RAGent: A Multi-Agent PDF Whisperer Built on LangChain + LangGraph

Author(s): Dwaipayan Bandyopadhyay

Originally published on Towards AI.

Retrieval Augmented Generation is a very well-known approach in the field of Generative AI, which usually consists of a linear flow of chunking a document, storing it in a vector database, then retrieving relevant chunks based on the user query and feeding that to an LLM to get the final response. In recent times, the term “Agentic AI” has been taking the internet by storm, in simple terms it refers to break down a problem into smaller sections and assigning it to certain “agents” who are capable of handling a certain task, and combining smaller agents like that to build a complex workflow. What if we combine this Agentic Approach and Retrieval Augmented Generation? In this article, we will explain a similar concept/architecture we developed using LangGraph, FAISS and OpenAI.

RAGent: A Multi-Agent PDF Whisperer Built on LangChain + LangGraph — Source : Image by Author

We will not explore AI Agents and how they work in this article; otherwise, this would become a full-fledged book. But to give a brief overview of what “AI Agents” are, we can consider an “AI Agent” as an assistant, someone or something that is a master in one particular task, multiple agents with multiple capabilities are being added together to make a full Graphical Agentic Workflow, where each agents may communicate with each other, can understand what response the previous agent returned etc.

In our approach, we divided the concept of “Retrieval Augmented Generation” into three different tasks and created agent for each task which are capable of handling one specific task, one agent will look into the Retrieval Part, whereas the other will look into the Augmentation Part, and finally the last agent will look into the Generation Part. Then we have combined all three agents to make a complete end-to-end agentic workflow. Let’s dive deep into the coding section.

Coding Section Starts

Firstly, we will install all the necessary packages required. The best practice would be to create a virtual environment first, and then install the following packages.

After they are installed successfully, we will import all the necessary packages to create the Retriever agent first.

Coding the RetrieverAgent :

from langchain_openai import ChatOpenAI
from langchain_community.vectorstores.faiss import FAISS
from langchain_openai import OpenAIEmbeddings
from langchain.docstore.document import Document
from langchain.text_splitter import RecursiveCharacterTextSplitter
from langchain.prompts import ChatPromptTemplate, MessagesPlaceholder
from pypdf import PdfReader
import re
from dotenv import load_dotenv
import streamlit as st

load_dotenv()

- - -

◆ Task instructions ◆
Answer these questions about the RAGent article:
1. Which three tools did the authors use to develop their architecture?
2. Which three parts of Retrieval Augmented Generation were assigned to separate agents?
3. What does the article call the best practice before installing the packages?

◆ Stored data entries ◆

- - -

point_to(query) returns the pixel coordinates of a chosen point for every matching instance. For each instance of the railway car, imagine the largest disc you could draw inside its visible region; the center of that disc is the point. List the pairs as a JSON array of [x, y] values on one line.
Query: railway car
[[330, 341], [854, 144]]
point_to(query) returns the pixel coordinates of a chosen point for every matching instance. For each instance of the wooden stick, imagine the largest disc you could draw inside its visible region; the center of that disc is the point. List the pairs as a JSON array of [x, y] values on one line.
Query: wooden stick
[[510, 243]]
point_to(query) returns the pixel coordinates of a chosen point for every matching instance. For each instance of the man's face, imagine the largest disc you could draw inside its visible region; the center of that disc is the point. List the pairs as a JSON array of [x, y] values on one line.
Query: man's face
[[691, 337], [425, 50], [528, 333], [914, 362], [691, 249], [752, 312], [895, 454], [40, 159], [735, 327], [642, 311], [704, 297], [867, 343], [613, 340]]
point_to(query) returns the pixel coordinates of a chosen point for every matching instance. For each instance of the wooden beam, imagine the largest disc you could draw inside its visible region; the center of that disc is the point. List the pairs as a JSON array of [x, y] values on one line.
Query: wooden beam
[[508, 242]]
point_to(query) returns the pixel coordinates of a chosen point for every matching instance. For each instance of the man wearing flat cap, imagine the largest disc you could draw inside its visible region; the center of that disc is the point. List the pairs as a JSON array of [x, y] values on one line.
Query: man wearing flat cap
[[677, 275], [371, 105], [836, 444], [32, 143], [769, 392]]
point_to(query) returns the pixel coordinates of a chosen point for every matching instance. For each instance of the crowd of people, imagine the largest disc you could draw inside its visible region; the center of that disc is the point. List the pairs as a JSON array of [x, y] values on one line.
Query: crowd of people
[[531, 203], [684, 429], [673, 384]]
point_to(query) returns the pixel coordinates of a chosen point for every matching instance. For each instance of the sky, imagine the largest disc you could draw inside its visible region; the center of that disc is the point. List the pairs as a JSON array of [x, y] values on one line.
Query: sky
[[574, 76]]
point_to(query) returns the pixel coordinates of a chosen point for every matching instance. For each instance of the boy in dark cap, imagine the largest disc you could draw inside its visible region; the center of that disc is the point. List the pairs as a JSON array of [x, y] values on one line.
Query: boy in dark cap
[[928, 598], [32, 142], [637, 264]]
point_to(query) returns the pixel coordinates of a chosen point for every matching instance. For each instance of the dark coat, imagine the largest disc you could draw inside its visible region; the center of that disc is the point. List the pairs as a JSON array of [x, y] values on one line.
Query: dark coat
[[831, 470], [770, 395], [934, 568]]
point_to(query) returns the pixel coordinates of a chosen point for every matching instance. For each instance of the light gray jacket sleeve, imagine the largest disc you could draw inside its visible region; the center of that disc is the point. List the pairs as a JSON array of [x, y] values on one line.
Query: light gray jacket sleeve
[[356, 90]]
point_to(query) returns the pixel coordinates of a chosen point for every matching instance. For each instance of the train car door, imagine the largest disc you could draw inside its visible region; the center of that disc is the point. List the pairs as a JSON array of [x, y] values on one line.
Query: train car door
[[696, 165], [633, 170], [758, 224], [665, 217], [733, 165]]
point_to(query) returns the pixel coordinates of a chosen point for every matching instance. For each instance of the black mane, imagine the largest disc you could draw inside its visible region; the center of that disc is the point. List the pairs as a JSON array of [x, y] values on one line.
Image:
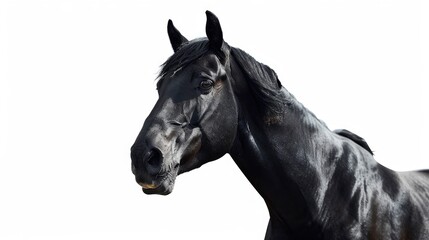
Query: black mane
[[263, 82], [355, 138], [186, 54]]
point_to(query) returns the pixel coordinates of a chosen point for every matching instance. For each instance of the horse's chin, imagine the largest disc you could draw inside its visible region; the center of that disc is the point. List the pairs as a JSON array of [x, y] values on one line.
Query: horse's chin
[[160, 186], [164, 188]]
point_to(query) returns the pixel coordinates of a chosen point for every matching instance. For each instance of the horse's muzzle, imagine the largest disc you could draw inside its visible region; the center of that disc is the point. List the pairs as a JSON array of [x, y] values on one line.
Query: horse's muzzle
[[147, 166]]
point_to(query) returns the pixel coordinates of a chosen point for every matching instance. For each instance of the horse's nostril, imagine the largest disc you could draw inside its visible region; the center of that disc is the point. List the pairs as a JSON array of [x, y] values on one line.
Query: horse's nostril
[[154, 157], [153, 161]]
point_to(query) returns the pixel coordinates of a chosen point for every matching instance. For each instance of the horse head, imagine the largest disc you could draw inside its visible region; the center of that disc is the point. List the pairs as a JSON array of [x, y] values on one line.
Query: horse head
[[195, 118]]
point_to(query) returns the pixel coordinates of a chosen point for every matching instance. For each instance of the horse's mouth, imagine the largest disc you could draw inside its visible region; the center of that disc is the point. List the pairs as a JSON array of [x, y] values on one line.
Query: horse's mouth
[[162, 186]]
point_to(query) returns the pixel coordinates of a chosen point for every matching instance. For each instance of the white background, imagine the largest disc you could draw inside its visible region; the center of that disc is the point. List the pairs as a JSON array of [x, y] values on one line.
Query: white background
[[77, 79]]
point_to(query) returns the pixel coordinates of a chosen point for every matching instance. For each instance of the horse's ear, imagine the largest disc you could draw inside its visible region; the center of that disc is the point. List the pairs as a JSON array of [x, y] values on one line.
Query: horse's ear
[[176, 38], [214, 31]]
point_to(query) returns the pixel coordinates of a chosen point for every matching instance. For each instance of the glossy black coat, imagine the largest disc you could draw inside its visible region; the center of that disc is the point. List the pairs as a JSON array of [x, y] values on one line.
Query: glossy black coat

- - -

◆ Answer space ◆
1. LangGraph, FAISS and OpenAI.
2. The Retrieval Part, the Augmentation Part and the Generation Part.
3. Creating a virtual environment first.